**Trecho selecionado**
—————
Outro dia me fizeram uma colocação bem direta: "Preciso me tornar uma liderança a todo custo, e bem rápido, você me ajuda?". Não costumo mesmo tomar nada, a princípio, como tão verdadeiro. Mas foi inevitável lembrar que essa exigência de ser "líder" é uma das fortes na atualidade, principalmente no mundo corporativo. É mais do que normal, então, muitos considerarem que tornar-se líder é algo realmente bom, que é algo que, a princípio, todo mundo quer, afinal, significa promoção, oportunidade, ter uma equipe. Mas, é isso mesmo? Temos mesmo que enveredar por esse caminho? Temos mesmo que fazer com que nossos filhos pensem isso a todo instante? O oposto ao "líder" é algo assim tão "fraco" mesmo?
Antes de falar sobre o "outro lado" da liderança, é preciso lembrar que assumir um posto assim significa iniciar um período de transição que é uma descontinuidade em relação ao que se vivia antes. E isso é muito importante pois, até então, todo o sucesso dependia exclusivamente do próprio empregado e seus esforços. Agora não! Depende de sua equipe. Isso, por si só, significa perda de controle e advento de tensões. E, num momento tão competitivo, isso beira o mais profundo dos desgastes. O resultado só pode ser um: o novo líder vai enfrentar questões emocionais severas. Como gerenciar esta nova posição? Alguns defendem que não há o que fazer para auxiliá-lo neste momento, e que tudo está por sua própria conta. Não acho! É evidente que existem ajudas, suportes terapêuticos, que o auxiliarão a se conhecer melhor e a descobrir suas potencialidades... e fraquezas, ou limites! Com isso em mãos ele poderá tomar algumas decisões sobre seu futuro. Mas, como o campo da administração não gosta muito de se relacionar com o campo psíquico, o líder acaba ficando á deriva, à sorte de suas próprias escolhas dentro da organização da qual faz parte.
Mas bem, falamos, então de uma "transição". E isso precisa ser enfatizado pois, já que ninguém nasce líder, ninguém também se "forma" líder a partir de treinamentos. Esta é uma opinião muito particular, apesar da proliferação de cursos de formação de lideranças. É aí que entra em cena a experiência. Ser líder é vivenciar a liderança, e isso requer experimentação na posição de líder. É desta vivência que vem a "possibilidade" de, efetivamente, se ter um líder. É daí que vai perceber se "quer" e se "pode" realmente ser um líder. Não à toa os momentos de transição na carreira são decisivos, pois é aí que o empregado se mostra mais disposto a aprender e, portanto, encontrar oportunidades de avançar em seus projetos pessoais.
Mas, e quanto à questão inicial que coloquei, é realmente bom ser líder? Ora, isto não é para todos. Dizer que todos podem ser líderes é uma postura essencialmente ideológica, fantasiosa e, por vezes, manipuladora. Primeiro porque não há espaço para todos e, segundo, porque nem todos querem ou se vêem nesta posição, justamente pelo severo gerenciamento que vão ter que fazer de sua vida psíquica e social. Não são poucos os casos de absoluto desmoronamento emocional não só de líderes, mas de suas famílias, que sofrem os efeitos imediatos de suas novas tensões. Não, definitivamente, ser líder não deve ser visto como o "topo" a ser conquistado. Ser líder, não tem nada a ver, diretamente, com sucesso e, muito menos, com felicidade. É preciso pensar, e repensar, sobre isso. Há algo tanto aquém, quanto além, da "liderança" e que pode nos tornar muito mais felizes. Então, cuidado, não acredita tão facilmente que ser "líder" te tornará uma pessoa mais feliz. São duas coisas que podem ser bem diferentes, no final das contas.
—————
**Dados armazenados**
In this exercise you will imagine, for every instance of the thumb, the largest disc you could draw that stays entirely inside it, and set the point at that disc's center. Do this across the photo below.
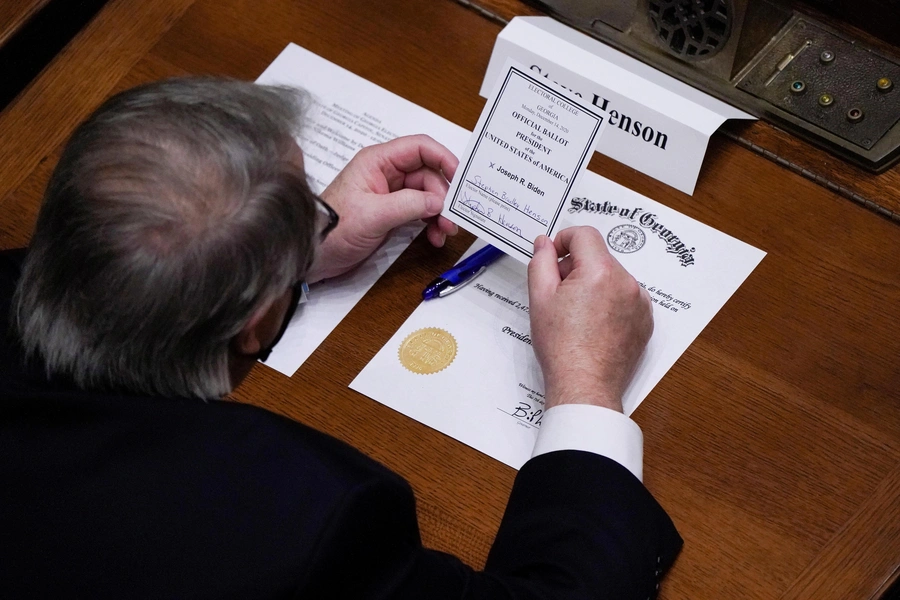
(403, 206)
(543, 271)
—————
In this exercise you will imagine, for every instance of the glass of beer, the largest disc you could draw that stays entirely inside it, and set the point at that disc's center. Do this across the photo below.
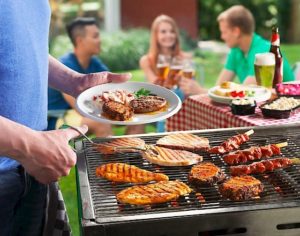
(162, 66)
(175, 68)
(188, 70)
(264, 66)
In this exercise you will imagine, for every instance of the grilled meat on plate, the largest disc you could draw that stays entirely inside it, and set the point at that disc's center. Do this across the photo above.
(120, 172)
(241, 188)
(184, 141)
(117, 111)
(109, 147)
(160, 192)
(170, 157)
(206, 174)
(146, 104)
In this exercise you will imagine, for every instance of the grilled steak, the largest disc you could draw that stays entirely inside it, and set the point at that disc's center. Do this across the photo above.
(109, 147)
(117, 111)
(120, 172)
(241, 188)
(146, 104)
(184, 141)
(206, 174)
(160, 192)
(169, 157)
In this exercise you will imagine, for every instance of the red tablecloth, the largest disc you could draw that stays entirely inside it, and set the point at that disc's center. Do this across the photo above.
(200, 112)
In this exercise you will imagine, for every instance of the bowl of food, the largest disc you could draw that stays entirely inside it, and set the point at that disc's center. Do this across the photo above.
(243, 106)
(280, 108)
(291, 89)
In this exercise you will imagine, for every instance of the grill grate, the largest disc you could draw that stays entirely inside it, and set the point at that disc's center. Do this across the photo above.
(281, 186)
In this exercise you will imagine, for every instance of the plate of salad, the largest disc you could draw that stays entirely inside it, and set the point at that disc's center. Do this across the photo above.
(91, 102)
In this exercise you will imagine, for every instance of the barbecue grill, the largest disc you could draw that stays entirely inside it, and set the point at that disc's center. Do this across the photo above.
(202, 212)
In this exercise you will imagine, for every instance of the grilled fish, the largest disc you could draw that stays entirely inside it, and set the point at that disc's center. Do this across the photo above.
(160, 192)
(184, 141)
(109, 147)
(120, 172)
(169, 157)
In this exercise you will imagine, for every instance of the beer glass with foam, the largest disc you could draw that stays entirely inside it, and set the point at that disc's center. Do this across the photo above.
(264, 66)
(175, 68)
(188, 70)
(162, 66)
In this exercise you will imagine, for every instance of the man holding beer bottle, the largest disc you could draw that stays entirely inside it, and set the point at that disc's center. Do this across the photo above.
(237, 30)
—————
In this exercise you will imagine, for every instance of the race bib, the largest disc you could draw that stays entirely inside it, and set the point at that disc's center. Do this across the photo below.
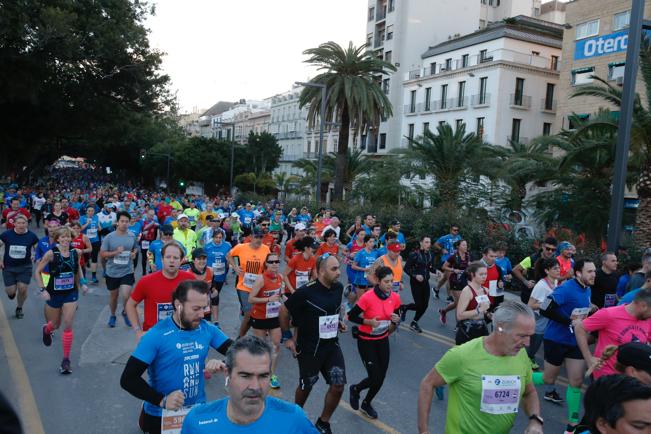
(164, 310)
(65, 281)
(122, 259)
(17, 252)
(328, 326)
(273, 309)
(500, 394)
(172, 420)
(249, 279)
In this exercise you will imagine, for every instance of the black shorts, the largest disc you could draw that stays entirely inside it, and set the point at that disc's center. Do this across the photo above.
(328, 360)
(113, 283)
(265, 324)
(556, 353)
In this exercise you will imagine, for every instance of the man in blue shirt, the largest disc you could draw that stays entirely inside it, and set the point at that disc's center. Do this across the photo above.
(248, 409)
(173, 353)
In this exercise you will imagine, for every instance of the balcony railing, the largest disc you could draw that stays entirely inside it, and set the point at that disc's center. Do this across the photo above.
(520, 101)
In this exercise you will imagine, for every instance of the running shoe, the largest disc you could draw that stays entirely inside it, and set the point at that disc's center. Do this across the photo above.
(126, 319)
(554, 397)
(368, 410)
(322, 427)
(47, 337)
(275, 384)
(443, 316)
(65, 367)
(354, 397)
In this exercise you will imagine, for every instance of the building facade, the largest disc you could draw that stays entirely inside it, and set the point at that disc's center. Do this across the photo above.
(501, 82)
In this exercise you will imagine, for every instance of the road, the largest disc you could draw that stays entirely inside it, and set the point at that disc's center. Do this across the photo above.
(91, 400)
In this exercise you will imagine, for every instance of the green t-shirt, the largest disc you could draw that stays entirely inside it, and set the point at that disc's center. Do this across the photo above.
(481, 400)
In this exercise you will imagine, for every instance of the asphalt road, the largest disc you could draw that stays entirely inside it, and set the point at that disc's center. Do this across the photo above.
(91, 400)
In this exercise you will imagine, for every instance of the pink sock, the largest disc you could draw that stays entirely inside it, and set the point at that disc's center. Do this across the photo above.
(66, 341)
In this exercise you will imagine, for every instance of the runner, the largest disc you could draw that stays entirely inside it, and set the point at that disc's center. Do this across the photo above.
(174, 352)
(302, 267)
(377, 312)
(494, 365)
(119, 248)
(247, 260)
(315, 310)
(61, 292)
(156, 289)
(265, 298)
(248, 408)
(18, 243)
—————
**Enunciado**
Resuma em duas frases o texto sobre liderança. O material acima tem origem em outra fonte.

**Resultado da tarefa**
Assumir um posto de líder é uma transição em que o sucesso passa a depender da equipe, o que traz perda de controle, tensões e questões emocionais severas, e a liderança só se constrói pela experiência, não por treinamentos. Ser líder não é para todos nem deve ser visto como o topo a ser conquistado, pois não tem relação direta com sucesso nem com felicidade.